= Digital pattern generator =

Electronic test equipment that generates digital stimuli

A digital pattern generator is a piece of electronic test equipment or software used to generate digital electronic stimuli. Digital electronics stimuli are a specific kind of electrical waveform varying between two conventional voltages that correspond to two logic states ("low state" and "high state", "0" and "1"). The main purpose of a digital pattern generator is to stimulate the inputs of a digital electronic device. For that reason, the voltage levels generated by a digital pattern generator are often compatible with digital electronics I/O standards – TTL, LVTTL, LVCMOS and LVDS, for instance.

Digital pattern generators are sometimes referred to as "pulse generator" or "pulse pattern generator" which may be able to function as digital pattern generators as well. Hence, the distinction between the two types of equipment may not be clear. A digital pattern generator is a source of synchronous digital stimulus; the generated signal is interesting for testing digital electronics at the logic level - this is why they are also called "logic source". A pulse generator is of purpose to generate an electrical pulse of different shapes; they are mostly used for tests at an electrical or analog level.
Another common name for such equipment is "digital logic source" or "logic source".

Digital pattern generators can produce either repetitive, or single-shot signals in which case some kind of triggering source is required (internal or external).

== Types of digital pattern generators ==
Digital pattern generators are today available as stand-alone units, add-on hardware modules for other equipment such as a [logic analyzer] or as PC-based equipment.

Stand-alone units are self-contained devices that include everything from the user interface to define the patterns that should be generated to the electronic equipment that actually generates the output signal.

Some test equipment manufacturers propose pattern generators as add-on modules for logic analyzers (see for example the PG3A module for Tektronix' TLA7000 series of logic analyzers or Hewlett-Packard 16520A/16522A modules for 16500-series of logic analyzers). In this case, the pattern generator is the "generation counterpart" to the analysis functionality offered by logic analyzers.

PC-based digital pattern generators are connected to a PC through peripheral ports such as PCI, USB, and/or Ethernet (see, for example, the "Wave Generator Xpress" from Byte Paradigm, connected through USB). They use the PC as a user interface for defining and storing the digital patterns to be sent.

== Features ==
Digital pattern generators are primarily characterized by a number of digital channels, a maximum rate and the supported voltage standards.
- The number of digital channels defines the maximum width of any pattern generated - typically, 8-bit, 16-bit, or 32-bit pattern generator. A 16-bit pattern generator is able to generate arbitrary digital samples on any number of bits from 1 to 16.

################

- _Parts of the exercise_:
1. Say whether each statement agrees with the text on digital pattern generators. Answer yes or no and quote the deciding words of the text.
(a) A digital pattern generator can produce only repetitive signals.
(b) PC-based digital pattern generators use the PC as a user interface for defining and storing the patterns to be sent.
(c) Pulse generators are mostly used for tests at the logic level.
2. Rewrite the text on digital pattern generators from "PC-based digital pattern" up to and including "to be sent.", replacing "Ethernet" with "FireWire".
3. According to the text on digital pattern generators, which digital electronics I/O standards are given as examples of standards the output voltage levels are often compatible with?

################

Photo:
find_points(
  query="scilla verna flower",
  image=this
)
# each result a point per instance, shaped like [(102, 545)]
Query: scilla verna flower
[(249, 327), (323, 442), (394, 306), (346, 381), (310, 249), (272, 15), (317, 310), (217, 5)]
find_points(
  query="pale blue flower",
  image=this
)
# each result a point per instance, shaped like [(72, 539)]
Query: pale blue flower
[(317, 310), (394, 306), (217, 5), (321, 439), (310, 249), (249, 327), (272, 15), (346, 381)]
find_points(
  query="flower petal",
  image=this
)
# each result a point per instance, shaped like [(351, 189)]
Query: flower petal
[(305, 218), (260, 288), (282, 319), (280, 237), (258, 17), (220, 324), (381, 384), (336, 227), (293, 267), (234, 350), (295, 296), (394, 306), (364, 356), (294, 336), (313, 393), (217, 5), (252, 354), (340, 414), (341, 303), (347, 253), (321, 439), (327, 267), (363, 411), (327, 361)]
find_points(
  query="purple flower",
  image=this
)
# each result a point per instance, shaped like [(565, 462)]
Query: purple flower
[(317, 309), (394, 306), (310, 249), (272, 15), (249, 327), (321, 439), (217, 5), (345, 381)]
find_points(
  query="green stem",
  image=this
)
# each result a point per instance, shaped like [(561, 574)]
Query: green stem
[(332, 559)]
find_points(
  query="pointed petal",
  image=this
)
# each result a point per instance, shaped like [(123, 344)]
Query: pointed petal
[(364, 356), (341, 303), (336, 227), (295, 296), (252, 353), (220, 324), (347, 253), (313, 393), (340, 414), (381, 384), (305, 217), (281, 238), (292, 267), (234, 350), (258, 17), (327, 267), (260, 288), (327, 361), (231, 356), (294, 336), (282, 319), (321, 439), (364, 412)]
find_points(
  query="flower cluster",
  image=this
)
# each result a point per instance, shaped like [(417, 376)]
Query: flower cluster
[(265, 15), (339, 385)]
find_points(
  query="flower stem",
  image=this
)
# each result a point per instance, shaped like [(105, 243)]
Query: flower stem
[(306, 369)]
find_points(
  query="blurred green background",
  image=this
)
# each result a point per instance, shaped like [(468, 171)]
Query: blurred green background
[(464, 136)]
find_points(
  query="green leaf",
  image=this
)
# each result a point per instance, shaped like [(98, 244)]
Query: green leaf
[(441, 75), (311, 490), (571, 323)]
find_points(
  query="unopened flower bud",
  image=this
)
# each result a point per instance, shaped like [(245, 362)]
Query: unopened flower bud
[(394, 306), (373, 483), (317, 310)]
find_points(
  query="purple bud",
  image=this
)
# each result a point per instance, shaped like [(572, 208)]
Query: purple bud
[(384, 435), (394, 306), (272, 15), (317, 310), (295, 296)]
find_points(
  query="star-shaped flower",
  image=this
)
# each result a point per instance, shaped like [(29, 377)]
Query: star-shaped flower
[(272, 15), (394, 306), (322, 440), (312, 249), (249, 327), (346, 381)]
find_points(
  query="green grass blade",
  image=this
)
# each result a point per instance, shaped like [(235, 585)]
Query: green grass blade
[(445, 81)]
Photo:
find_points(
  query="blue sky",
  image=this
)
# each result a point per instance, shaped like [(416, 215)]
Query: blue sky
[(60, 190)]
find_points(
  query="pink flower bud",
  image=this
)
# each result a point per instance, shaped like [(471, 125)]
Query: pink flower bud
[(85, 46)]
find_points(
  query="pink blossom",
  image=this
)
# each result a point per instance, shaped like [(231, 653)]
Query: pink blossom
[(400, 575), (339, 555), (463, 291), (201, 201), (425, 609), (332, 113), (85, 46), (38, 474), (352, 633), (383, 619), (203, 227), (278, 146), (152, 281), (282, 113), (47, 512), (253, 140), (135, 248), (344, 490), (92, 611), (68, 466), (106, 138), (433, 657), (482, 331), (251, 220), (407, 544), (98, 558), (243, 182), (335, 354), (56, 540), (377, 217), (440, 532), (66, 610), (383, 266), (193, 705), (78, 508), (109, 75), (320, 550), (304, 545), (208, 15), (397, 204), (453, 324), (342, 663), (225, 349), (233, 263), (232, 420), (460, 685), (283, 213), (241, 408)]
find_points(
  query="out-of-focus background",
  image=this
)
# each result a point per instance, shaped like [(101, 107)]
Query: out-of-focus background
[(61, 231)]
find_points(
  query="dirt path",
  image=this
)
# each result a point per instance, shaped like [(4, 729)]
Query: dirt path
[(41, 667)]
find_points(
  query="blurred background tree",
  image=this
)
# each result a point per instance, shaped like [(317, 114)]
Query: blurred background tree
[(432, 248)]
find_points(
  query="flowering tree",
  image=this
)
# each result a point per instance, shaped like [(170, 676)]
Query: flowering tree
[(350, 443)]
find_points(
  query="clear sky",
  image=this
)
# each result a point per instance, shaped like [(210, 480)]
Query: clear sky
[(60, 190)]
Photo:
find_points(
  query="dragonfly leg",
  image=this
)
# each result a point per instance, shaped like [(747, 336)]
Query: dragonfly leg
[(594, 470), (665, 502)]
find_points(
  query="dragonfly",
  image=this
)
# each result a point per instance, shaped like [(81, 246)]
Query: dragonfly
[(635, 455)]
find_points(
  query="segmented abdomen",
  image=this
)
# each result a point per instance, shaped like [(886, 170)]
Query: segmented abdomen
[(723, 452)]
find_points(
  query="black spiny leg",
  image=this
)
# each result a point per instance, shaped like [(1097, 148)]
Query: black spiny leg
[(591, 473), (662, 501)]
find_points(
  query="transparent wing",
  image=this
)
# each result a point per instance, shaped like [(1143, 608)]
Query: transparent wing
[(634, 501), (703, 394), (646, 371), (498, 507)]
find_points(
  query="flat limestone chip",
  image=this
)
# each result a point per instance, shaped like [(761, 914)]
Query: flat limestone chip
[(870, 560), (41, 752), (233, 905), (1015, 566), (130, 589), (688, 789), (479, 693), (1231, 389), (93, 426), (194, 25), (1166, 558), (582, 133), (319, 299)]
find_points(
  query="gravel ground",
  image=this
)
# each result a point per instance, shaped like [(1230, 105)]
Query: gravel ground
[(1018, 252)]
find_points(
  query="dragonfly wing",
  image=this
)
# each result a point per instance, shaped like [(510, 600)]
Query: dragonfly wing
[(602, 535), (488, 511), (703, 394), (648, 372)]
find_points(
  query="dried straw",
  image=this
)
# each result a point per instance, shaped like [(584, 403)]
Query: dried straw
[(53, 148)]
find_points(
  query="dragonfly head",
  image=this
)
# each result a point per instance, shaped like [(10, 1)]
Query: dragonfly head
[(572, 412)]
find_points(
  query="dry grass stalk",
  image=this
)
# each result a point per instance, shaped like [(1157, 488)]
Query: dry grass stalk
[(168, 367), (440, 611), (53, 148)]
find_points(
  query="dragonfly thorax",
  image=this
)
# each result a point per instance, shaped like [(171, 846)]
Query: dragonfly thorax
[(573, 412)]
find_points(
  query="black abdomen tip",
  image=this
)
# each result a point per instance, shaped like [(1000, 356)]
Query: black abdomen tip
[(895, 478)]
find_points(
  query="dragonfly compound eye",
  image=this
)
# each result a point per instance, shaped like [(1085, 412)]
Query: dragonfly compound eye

################

- _Solution set_:
1.
(a) No: "Digital pattern generators can produce either repetitive, or single-shot signals"
(b) Yes: "They use the PC as a user interface for defining and storing the digital patterns to be sent."
(c) No: "they are mostly used for tests at an electrical or analog level."

2.
PC-based digital pattern generators are connected to a PC through peripheral ports such as PCI, USB, and/or FireWire (see, for example, the "Wave Generator Xpress" from Byte Paradigm, connected through USB). They use the PC as a user interface for defining and storing the digital patterns to be sent.

3. TTL, LVTTL, LVCMOS and LVDS.